There are huge parallels between looking after a magpie and a young child. I discovered one the other day: they both like to secretly fill your shoes with food! On a deeper level, there’s a lot that caring for a creature teaches you about yourself – particularly about the fact that in our society men are rarely taught how to express love and care.
What does being a father mean to you?
I think the role is extremely ill-defined. It seems everyone knows what it means to be a mother – especially a bad one. They get a lot of criticism, whereas very little is expected of fathers, which is why I think the majority of absent parents are fathers. It’s very easy to run away when so little is expected from you. I started to notice this when my child was just a baby. People would stop me on the street and say, “Well done mate, you are doing an amazing job.” And I was just holding my child!
How’s your relationship with your dad, David Gilmour?
Meaningful and loving. One of the mysteries I tried to unpack with this book was to understand why, having this caring, brilliant dad, my biological father still had such an effect on me. I mean, it’s perverse, but when it comes to the male inability to accept your own emotions, count me in. I simply couldn’t accept that Heathcote was having any impact on me whatsoever.
What was Heathcote’s biggest legacy?
Well, in terms of this book, he was a real gift. He was a brilliant character, very easy to write. I just had to tell some of the things he had done, the stories I’ve heard. Even though he was absent most of my life, he was this larger-than-life figure, already almost a fictional character – at least in my head.

» **WHAT TO WORK ON**
Write the next part of the interview about fatherhood, continuing after its final sentence. The data after this has no connection to the interview about fatherhood.

» **EXCERPTED RECORDS**
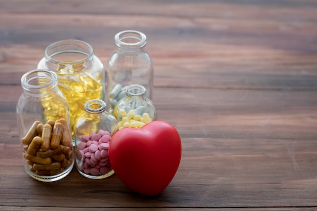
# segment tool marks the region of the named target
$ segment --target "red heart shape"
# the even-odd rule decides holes
[[[109,159],[127,186],[142,195],[154,196],[174,178],[181,152],[176,129],[155,120],[140,129],[126,128],[115,133],[110,142]]]

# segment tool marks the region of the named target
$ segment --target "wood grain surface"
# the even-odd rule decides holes
[[[157,117],[181,138],[173,180],[146,197],[115,175],[31,178],[21,77],[62,39],[88,42],[106,64],[126,29],[147,35]],[[315,1],[0,1],[0,210],[310,210],[316,193]]]

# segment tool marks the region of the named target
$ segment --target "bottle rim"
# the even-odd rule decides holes
[[[146,36],[139,31],[127,30],[115,34],[114,41],[115,45],[119,48],[141,49],[146,45]]]
[[[47,82],[38,85],[39,81]],[[57,85],[57,75],[54,72],[46,69],[30,70],[21,78],[21,84],[24,90],[31,91],[43,88],[51,88]]]
[[[61,61],[53,58],[55,55],[65,53],[78,53],[86,57],[76,60]],[[47,61],[55,64],[77,64],[91,60],[94,55],[94,50],[88,43],[78,39],[65,39],[57,41],[49,45],[45,50]]]
[[[126,89],[126,94],[128,97],[140,97],[145,95],[146,90],[142,85],[132,85]]]
[[[89,112],[93,113],[102,113],[107,108],[106,103],[99,99],[90,100],[85,104],[85,109]]]

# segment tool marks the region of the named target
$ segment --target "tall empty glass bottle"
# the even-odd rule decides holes
[[[134,30],[121,31],[114,36],[116,48],[111,55],[107,66],[109,112],[126,96],[127,86],[133,84],[143,86],[146,97],[152,99],[153,64],[145,49],[146,36]]]

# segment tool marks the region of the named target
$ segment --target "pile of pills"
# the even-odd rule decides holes
[[[111,170],[108,160],[109,142],[111,137],[108,131],[99,130],[89,136],[82,135],[77,145],[77,167],[80,171],[94,176],[105,175]]]
[[[38,176],[61,173],[72,163],[70,133],[64,118],[34,121],[21,142],[29,170]]]
[[[130,110],[127,113],[126,110],[121,109],[118,113],[122,117],[121,120],[118,122],[118,130],[124,128],[140,128],[152,121],[148,113],[143,113],[142,115],[136,114],[135,109]]]

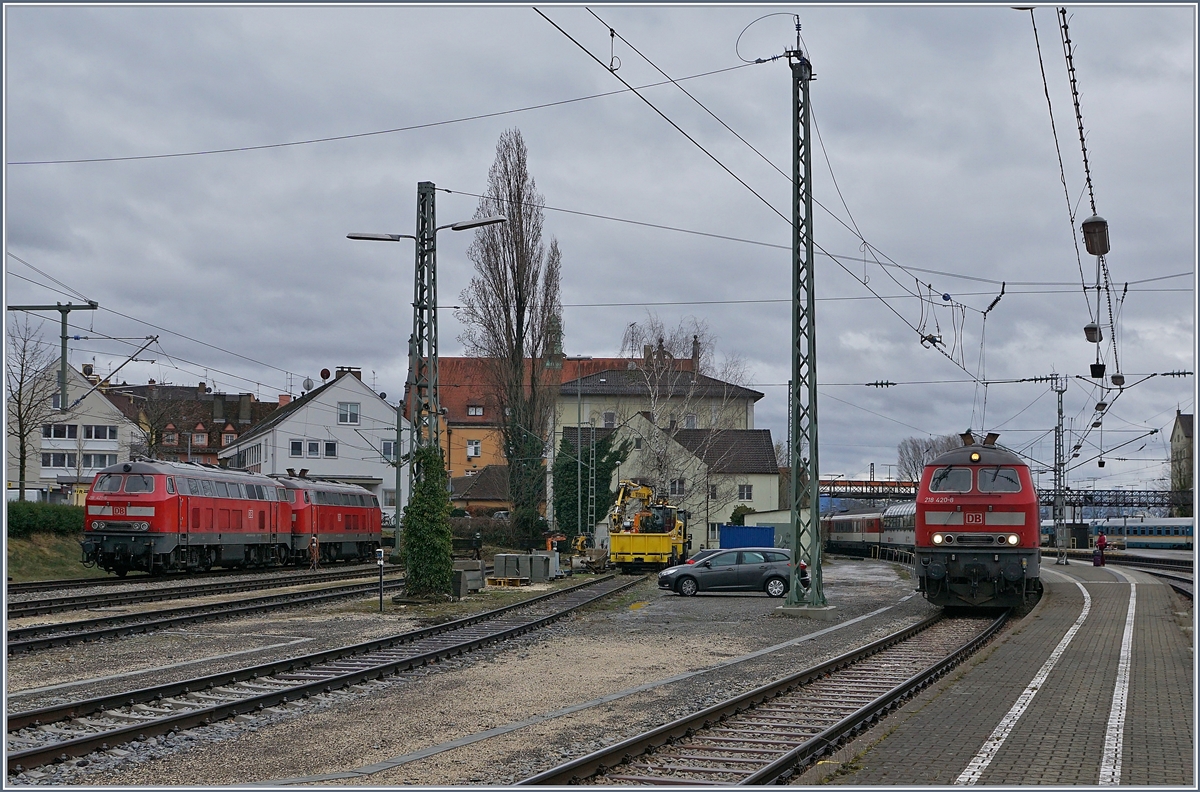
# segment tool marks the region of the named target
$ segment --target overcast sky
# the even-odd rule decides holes
[[[1080,269],[1094,282],[1096,259],[1076,259],[1028,12],[592,10],[541,8],[576,44],[529,6],[6,6],[6,299],[97,300],[100,311],[71,317],[89,336],[72,341],[71,362],[95,360],[102,374],[138,343],[106,336],[158,335],[142,355],[154,362],[119,373],[130,383],[205,380],[274,400],[346,365],[395,400],[413,251],[346,234],[412,234],[426,180],[451,191],[438,193],[439,224],[470,217],[476,200],[461,193],[484,190],[498,137],[518,127],[554,208],[545,229],[563,251],[566,353],[619,354],[623,330],[648,311],[668,326],[695,316],[766,394],[758,427],[786,440],[791,71],[784,59],[742,58],[793,46],[788,16],[755,20],[799,13],[821,133],[814,197],[826,208],[814,239],[840,262],[820,256],[816,265],[822,475],[865,478],[874,462],[882,478],[901,439],[967,427],[1052,462],[1049,385],[974,378],[1067,374],[1068,416],[1076,430],[1091,426],[1102,394],[1078,377],[1096,355],[1082,331],[1096,294],[1085,299]],[[1070,14],[1117,284],[1118,361],[1102,348],[1109,373],[1118,362],[1133,384],[1194,371],[1195,8]],[[1034,19],[1078,223],[1091,208],[1054,7]],[[607,66],[617,62],[614,76]],[[655,67],[677,79],[719,72],[680,83],[707,110],[674,85],[641,91],[708,154],[647,101],[613,94],[624,89],[618,77],[661,82]],[[338,136],[361,137],[192,154]],[[192,155],[127,158],[179,154]],[[62,162],[113,157],[126,158]],[[864,263],[842,223],[905,269]],[[444,308],[472,276],[469,241],[438,238]],[[980,312],[1002,281],[984,334]],[[56,322],[43,328],[49,342]],[[923,347],[918,330],[941,335],[954,361]],[[460,334],[443,310],[443,354],[462,354]],[[898,384],[864,386],[876,380]],[[1084,442],[1072,484],[1160,479],[1175,410],[1192,412],[1194,396],[1194,377],[1128,388],[1103,436]],[[1162,431],[1115,448],[1151,428]],[[1105,468],[1088,461],[1102,450]]]

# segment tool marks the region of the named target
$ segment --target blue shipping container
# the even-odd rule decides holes
[[[727,547],[774,547],[772,526],[721,526],[721,550]]]

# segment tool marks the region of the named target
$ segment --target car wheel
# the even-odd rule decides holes
[[[782,596],[784,594],[787,594],[787,581],[782,577],[772,577],[767,581],[767,584],[763,586],[763,590],[767,592],[767,596]]]

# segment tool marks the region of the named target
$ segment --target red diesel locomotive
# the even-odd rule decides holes
[[[1038,493],[1019,456],[968,442],[925,466],[917,491],[918,590],[944,607],[1012,607],[1042,590]]]
[[[322,560],[373,558],[378,500],[344,484],[138,460],[96,475],[83,563],[118,576],[307,563],[313,538]]]

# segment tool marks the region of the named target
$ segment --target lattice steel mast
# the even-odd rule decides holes
[[[823,607],[821,576],[821,496],[817,468],[816,301],[812,278],[812,150],[810,146],[809,82],[812,64],[800,49],[796,19],[796,49],[786,52],[792,67],[792,547],[809,565],[811,584],[799,584],[799,564],[792,565],[787,605]],[[808,458],[802,458],[805,449]]]

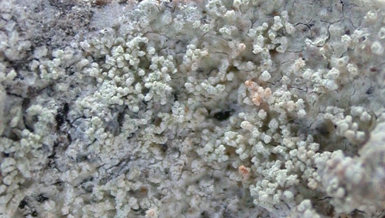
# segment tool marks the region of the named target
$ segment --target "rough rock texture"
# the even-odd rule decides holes
[[[0,0],[0,217],[385,214],[385,2]]]

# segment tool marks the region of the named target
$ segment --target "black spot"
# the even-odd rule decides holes
[[[370,86],[369,88],[367,90],[367,92],[365,93],[367,94],[367,95],[371,95],[373,94],[373,92],[374,91],[374,87],[373,86]]]
[[[56,120],[56,129],[59,130],[60,126],[64,122],[64,118],[63,118],[63,116],[62,116],[61,114],[57,114],[56,115],[56,116],[55,116],[55,120]]]
[[[20,209],[24,209],[26,205],[27,205],[27,202],[26,202],[25,201],[23,200],[20,202],[20,203],[18,204],[18,208]]]
[[[37,202],[42,203],[48,200],[48,198],[43,195],[43,194],[40,194],[36,197],[36,201],[37,201]]]
[[[128,134],[128,136],[127,137],[127,139],[129,139],[133,137],[133,133],[131,133],[129,134]]]
[[[163,151],[163,152],[165,152],[166,151],[167,151],[168,148],[168,146],[167,146],[167,144],[162,144],[161,145],[161,149],[162,149],[162,151]]]
[[[214,118],[220,121],[227,120],[230,117],[231,112],[229,111],[221,111],[214,114]]]

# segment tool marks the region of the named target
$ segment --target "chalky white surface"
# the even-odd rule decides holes
[[[385,214],[383,1],[0,15],[0,217]]]

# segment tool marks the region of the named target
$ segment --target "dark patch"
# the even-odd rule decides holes
[[[63,104],[61,108],[57,110],[57,114],[55,116],[55,120],[56,120],[56,129],[57,130],[59,130],[60,126],[64,123],[64,121],[67,119],[67,114],[68,113],[69,110],[69,105],[68,103],[66,102]]]
[[[127,139],[129,139],[133,137],[133,133],[131,133],[129,134],[128,134],[128,136],[127,137]]]
[[[78,155],[76,157],[76,161],[78,162],[85,161],[86,160],[87,160],[88,159],[88,157],[87,157],[87,155]]]
[[[36,210],[34,210],[32,213],[31,213],[31,215],[33,217],[37,216],[37,212],[36,212]]]
[[[366,93],[367,95],[371,95],[373,93],[373,92],[374,92],[374,87],[370,86],[365,93]]]
[[[163,151],[163,152],[165,152],[167,150],[168,148],[168,146],[167,146],[167,144],[161,144],[161,149],[162,150],[162,151]]]
[[[37,202],[42,203],[48,200],[48,198],[45,196],[43,194],[40,194],[36,197]]]
[[[27,202],[23,200],[21,202],[20,202],[20,203],[18,204],[18,208],[19,209],[24,209],[25,206],[27,205]]]
[[[56,129],[59,130],[60,126],[64,122],[64,118],[61,114],[57,114],[55,116],[55,120],[56,120]]]
[[[227,120],[231,116],[231,111],[224,111],[214,114],[214,118],[220,121]]]
[[[159,117],[155,117],[155,118],[154,119],[153,121],[153,124],[155,125],[156,126],[159,126],[160,125],[160,124],[162,123],[162,118],[161,118]]]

» **RESPONSE AREA**
At one point in the book you start looking for answers in the paper trail that Heathcote left behind after his death. What did you learn? Well, it was more than a trace of paper; there were actual samples of semen. You would turn over a page and there was a used condom smushed into a half-written poem. It felt like Heathcote was saying, from beyond the grave: “You wanted me? Well, here I am.” It’s still being fumigated before it can be looked at by anyone, because it’s truly foul – form and content. As to the questions, the one I ultimately wanted an answer for was the same one he couldn’t answer in his life: why did he find fatherhood such an impossible task – and a frightening one? It’s a question you can answer in a sort of broad sociological sense: why do fathers disappear? But when the question becomes why did my father disappear, well, it all becomes way more interesting. And I finally managed to get some sort of an answer, however harsh the process might have been. In the end, my relationship with Heathcote is only a more extreme version of the relationship that many people have with their fathers. My emotionally absent father just happened to be also physically absent – and yes, to be this wild-haired mentally ill magician and poet, which made it seem exceptional.
There was a time whenRichard Avedondecided to take pictures of his dying father, and one critic described it as a parricide in images. Did you feel something similar with your book?
Not really. The book was meant more as a conversation with him – the one we never had – where of course there are streaks of what you’re referring to. Not father-killing, but father-conquering. Like writing this book while being a father. Heathcote’s parting words were Cyril Connolly’s quote: “There is no more sombre enemy of good art than the pram in the hall.” Given that the vast majority of this book was written when my child was a baby, it was like saying, “You know what? Fuck it. Fatherhood is incredibly inspiring.”
You make yourself very vulnerable in the book, in quite a raw way. Was it harsh, liberating, or something in between?
Some of the book was an absolute joy to write, like the part reimagining Heathcote and his jackdaw. And then there were the parts I saved until last, because I knew they were going to be difficult. Working on the more self-exposing parts really did feel like performing open-heart surgery on myself. It was rather painful. I definitely pushed myself quite far over the edge, but I guess every memoir – every honest one, at least – has this half-medical, half-theatrical side to it: hey, I am cutting open my chest, here’s my heart. Do you like it?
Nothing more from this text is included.